(Your task)
Transcribe all the entries word for word, omitting any pictures they contain.

(Dataset records)

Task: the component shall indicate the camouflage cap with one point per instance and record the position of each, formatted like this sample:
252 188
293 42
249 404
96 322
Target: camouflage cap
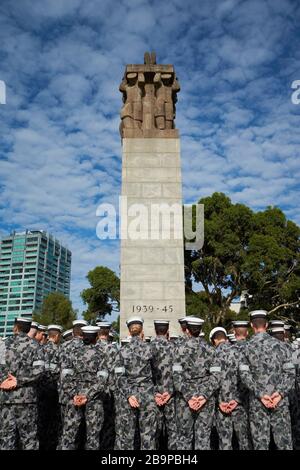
217 329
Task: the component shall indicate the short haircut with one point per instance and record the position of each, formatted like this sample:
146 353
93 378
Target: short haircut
135 329
219 335
104 331
278 335
195 330
259 322
241 330
77 330
23 327
53 333
161 329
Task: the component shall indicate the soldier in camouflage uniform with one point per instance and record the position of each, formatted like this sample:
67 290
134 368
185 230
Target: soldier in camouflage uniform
19 375
231 411
133 375
162 361
278 332
122 413
107 436
296 402
267 370
196 375
49 419
2 371
88 383
64 356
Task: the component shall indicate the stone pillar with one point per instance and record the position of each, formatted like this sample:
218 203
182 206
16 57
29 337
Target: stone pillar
152 266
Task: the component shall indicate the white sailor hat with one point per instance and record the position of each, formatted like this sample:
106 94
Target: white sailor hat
42 328
190 320
132 320
215 330
23 320
258 314
125 341
55 328
79 323
67 333
240 324
276 323
161 322
277 329
90 330
103 324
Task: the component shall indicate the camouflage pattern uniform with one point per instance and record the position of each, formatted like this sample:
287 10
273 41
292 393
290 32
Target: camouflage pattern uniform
133 375
63 359
2 369
19 406
107 436
88 376
49 419
162 362
196 372
232 389
265 368
122 413
294 396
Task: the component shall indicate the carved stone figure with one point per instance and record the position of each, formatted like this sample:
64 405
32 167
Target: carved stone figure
166 87
149 97
132 89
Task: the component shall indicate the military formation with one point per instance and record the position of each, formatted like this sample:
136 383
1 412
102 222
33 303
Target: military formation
81 390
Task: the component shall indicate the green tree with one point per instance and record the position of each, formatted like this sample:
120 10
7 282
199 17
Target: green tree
103 296
243 250
56 309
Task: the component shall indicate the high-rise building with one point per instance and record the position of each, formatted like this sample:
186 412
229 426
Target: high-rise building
32 264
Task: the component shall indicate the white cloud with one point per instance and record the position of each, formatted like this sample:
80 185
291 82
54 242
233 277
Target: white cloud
60 151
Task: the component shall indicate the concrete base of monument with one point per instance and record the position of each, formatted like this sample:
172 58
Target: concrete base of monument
152 270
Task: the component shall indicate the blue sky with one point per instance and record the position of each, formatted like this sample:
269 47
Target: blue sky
62 61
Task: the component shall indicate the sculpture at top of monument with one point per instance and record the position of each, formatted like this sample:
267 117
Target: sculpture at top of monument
149 97
166 88
131 87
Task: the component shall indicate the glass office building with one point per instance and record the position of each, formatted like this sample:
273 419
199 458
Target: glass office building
32 264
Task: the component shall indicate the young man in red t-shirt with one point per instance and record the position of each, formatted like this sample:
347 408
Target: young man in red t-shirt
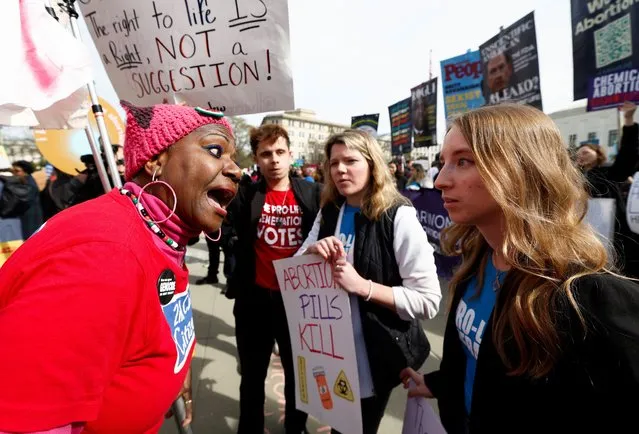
272 217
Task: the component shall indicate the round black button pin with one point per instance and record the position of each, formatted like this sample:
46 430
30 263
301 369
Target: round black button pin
166 286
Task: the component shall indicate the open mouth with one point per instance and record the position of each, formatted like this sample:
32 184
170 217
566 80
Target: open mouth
221 198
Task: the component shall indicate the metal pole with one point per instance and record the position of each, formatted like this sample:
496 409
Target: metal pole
98 112
98 159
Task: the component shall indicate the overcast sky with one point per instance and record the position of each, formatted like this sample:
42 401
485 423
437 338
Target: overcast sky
353 57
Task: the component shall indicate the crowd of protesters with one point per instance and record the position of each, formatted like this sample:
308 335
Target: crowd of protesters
541 333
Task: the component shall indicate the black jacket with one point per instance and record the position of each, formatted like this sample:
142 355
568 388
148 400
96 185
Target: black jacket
244 214
593 387
392 343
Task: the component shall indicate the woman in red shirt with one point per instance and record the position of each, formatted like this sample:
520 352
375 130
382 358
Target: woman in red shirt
95 313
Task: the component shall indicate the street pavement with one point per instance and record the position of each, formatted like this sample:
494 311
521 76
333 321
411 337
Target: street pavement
216 380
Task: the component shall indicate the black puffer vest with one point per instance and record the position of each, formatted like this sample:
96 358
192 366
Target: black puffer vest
392 343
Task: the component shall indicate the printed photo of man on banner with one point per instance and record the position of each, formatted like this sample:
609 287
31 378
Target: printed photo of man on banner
462 83
605 51
399 114
434 218
424 113
366 123
510 64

(Task solution)
Task: the component shall indicate the camouflage cap with one point per instance and record the position of each, formatted like this sample:
252 188
293 42
249 404
96 322
Target: camouflage cap
217 329
Task: the component shall indicate the short haircut with one point per instance and record the position of each, formatted like this sample:
146 353
93 378
Target: short haircut
135 329
219 335
104 331
278 335
195 330
259 322
241 330
77 330
23 327
53 333
161 329
Task: the component shall indicate the soldier in camouflage uniform with one point per instance and record the position of each, formatted like this sample:
67 290
134 368
185 230
Target: soldier in camouflage uniform
19 375
231 411
133 375
162 361
278 332
122 413
107 436
296 402
267 370
196 375
49 419
2 371
88 383
64 356
Task: the component shall indicate the stone pillar with one point per instance and record the position of each, formatted like this sample:
218 203
182 206
16 57
29 337
Target: stone pillar
152 266
Task: the component shall indicate the white sailor hat with one point per instance and record the position of each, formatted like this sample:
106 94
Target: white sailor hat
42 328
190 320
132 320
215 330
23 320
258 314
125 341
55 328
79 323
67 333
240 324
276 323
161 322
277 329
90 330
103 324
Task: the component shall indicate the camouflage pattern uniform with one point per instance and record the position of each, formatted like this sample:
287 10
273 41
292 393
290 32
Target: camouflage pattern uniform
133 375
63 359
2 369
19 406
107 436
88 376
49 419
162 362
196 372
232 389
265 368
122 413
294 396
Task: the component shall indicate the carved stone figure with one point per instance and record the position of each, formatted like this sample:
64 405
32 167
Target: carved stone figure
166 87
149 97
132 89
Task: the component shall indicate the military formation with one point per instance and record the position of each, formatted like this sample:
136 383
1 412
102 222
33 303
Target: military formation
81 390
Task: the component shall indicate the green tree with one point per instance and record the position of each, formatted like this sample:
120 10
7 282
199 17
Target: green tree
103 296
243 250
56 309
Task: the component shall indicate the high-rise building with one point per instance and record the position of each, formatted like this sample:
186 412
229 426
Target: high-rise building
32 264
Task: the component shall indicate the white cloud with one point per instance and record the position of each, formatted like this sample:
80 185
291 82
54 242
233 277
Target: white cloud
60 151
Task: the component shall indicate the concrete base of monument with one point per instance and record the position of each, formatted like this sample:
172 58
Target: concrete base of monument
152 270
Task: the component shall indicate the blue sky with one point per instance and record the position of each, formatted like this sample:
269 47
Target: blue sky
62 61
Task: the component shall indicate the sculpture at top of monument with one point per instance and record the position of each, formatted like this sample:
267 117
Target: sculpture at top of monument
149 97
166 88
131 87
Task: the component shall indicate the glass office building with one point per instance and record the position of each, formatted like this sample:
273 419
199 458
Target: glass office building
32 264
Task: the component shall indicate the young man in red t-shirt with one point per instance and record the position of each, formatted like this sample:
347 408
Target: young man in red t-shirt
272 217
Task: the component shall indicate the round black button pin with one point per instance and record the position of each, formatted like this sample:
46 430
30 263
301 369
Target: round black button pin
166 286
Task: the component shall indicate the open mouth with one point per instance and record the position of each, formatted like this sample:
32 184
170 217
566 80
Target: open mouth
221 198
Task: the component shall indicate the metal pole with one point per instance and record the position of each, formatted like this sample:
496 409
Target: metal pole
98 112
98 159
Task: the component shall indicate the overcast sky with one point per instance and record the position of each, formatted like this sample:
42 401
485 423
437 338
Target: overcast sky
353 57
Task: the component shall indicate the crowd of protesters with one point per instance and record the position of each, formatted like this sample:
308 335
Target: crowd of protesters
541 333
Task: the component shall indicate the black jacket with one point per instance and record the position of each, formatted like this sample:
142 355
568 388
148 400
96 185
Target: black jacket
244 214
593 387
392 343
Task: the component shall indicate the woman in red shirt with one point per instance and record the position of each, formatted like this sample:
520 352
375 130
382 358
Target: woman in red shirt
95 313
Task: the component shall indicate the street pavement with one point per instance and record the position of each, formatted like this sample:
494 311
521 76
333 321
411 337
Target: street pavement
216 380
Task: the component shall indicate the black puffer vest with one point per instance and record the position of each, formatted like this sample:
96 358
192 366
Target: black puffer vest
392 343
Task: the component shall indicate the printed photo of man on banner with one point per instance and record the position of each, formatted like this sample:
609 287
31 378
Target: printed photo of man on banner
462 83
605 51
399 114
434 218
424 113
366 123
510 64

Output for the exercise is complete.